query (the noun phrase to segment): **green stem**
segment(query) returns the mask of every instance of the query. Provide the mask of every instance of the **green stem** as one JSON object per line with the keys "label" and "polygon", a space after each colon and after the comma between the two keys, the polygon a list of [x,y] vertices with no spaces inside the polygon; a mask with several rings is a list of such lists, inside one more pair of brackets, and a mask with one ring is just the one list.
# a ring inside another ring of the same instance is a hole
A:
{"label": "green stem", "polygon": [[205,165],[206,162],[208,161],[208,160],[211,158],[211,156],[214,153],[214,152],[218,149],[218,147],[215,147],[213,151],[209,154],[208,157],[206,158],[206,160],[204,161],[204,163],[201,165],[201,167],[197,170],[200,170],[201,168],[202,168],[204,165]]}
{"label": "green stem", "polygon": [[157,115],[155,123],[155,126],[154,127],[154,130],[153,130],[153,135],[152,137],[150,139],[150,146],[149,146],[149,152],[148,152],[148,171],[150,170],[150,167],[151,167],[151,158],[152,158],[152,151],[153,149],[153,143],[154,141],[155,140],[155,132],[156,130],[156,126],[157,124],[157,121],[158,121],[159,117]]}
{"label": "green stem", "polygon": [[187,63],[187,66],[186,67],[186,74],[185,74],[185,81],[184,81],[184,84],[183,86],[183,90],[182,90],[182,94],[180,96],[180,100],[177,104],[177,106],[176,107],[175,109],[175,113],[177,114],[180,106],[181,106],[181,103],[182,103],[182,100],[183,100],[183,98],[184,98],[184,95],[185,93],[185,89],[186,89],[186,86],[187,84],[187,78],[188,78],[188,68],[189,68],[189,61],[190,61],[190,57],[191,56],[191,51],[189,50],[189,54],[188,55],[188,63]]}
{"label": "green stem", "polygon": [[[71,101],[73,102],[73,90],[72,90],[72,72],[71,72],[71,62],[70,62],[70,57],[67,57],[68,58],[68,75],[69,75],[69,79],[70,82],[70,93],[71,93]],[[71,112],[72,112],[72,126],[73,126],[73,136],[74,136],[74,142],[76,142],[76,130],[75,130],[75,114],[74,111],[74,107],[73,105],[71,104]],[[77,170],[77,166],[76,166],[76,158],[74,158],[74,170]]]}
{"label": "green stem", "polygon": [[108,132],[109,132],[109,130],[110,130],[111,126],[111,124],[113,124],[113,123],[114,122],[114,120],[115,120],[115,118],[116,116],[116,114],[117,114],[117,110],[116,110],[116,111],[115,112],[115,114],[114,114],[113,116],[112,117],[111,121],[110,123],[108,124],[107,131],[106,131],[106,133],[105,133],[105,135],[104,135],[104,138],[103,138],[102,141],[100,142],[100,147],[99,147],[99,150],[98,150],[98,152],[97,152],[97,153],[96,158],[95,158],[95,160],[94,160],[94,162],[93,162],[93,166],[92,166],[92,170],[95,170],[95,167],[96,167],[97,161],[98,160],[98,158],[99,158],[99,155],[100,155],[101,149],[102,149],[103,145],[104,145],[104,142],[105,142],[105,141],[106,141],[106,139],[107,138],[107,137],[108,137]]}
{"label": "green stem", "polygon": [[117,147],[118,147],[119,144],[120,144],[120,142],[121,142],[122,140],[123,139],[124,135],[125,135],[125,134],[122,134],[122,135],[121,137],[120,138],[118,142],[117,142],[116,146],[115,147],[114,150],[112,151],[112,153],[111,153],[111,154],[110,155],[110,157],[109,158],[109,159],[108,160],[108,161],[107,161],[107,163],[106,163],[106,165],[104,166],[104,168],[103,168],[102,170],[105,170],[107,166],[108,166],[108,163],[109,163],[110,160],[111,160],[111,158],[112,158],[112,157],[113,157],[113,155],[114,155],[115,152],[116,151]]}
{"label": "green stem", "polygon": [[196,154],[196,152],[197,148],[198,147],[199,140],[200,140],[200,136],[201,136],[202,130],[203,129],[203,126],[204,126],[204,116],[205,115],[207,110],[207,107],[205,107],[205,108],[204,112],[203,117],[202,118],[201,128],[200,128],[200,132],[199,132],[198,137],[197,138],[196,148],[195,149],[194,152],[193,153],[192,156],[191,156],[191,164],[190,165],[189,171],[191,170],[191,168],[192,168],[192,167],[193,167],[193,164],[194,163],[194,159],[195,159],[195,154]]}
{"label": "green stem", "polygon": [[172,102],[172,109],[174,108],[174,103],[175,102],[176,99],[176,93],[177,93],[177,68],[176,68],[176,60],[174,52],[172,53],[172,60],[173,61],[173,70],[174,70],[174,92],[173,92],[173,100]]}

◆ ◆ ◆ ◆ ◆ ◆ ◆

[Written exercise]
Return every line of the entries above that contains the string "segment", matching case exactly.

[In response]
query (the noun phrase to segment): **green stem**
segment(query) returns the mask of every instance of the query. Provide the mask of every instance of the **green stem** as one JSON object per line with the keys "label" and "polygon", a space after each colon and after the comma between the two keys, the polygon a list of [x,y] vertices with no spaces inside the polygon; a mask with several rings is a list of such lists, inside one more pair of brackets, and a mask with one ring is just the one list.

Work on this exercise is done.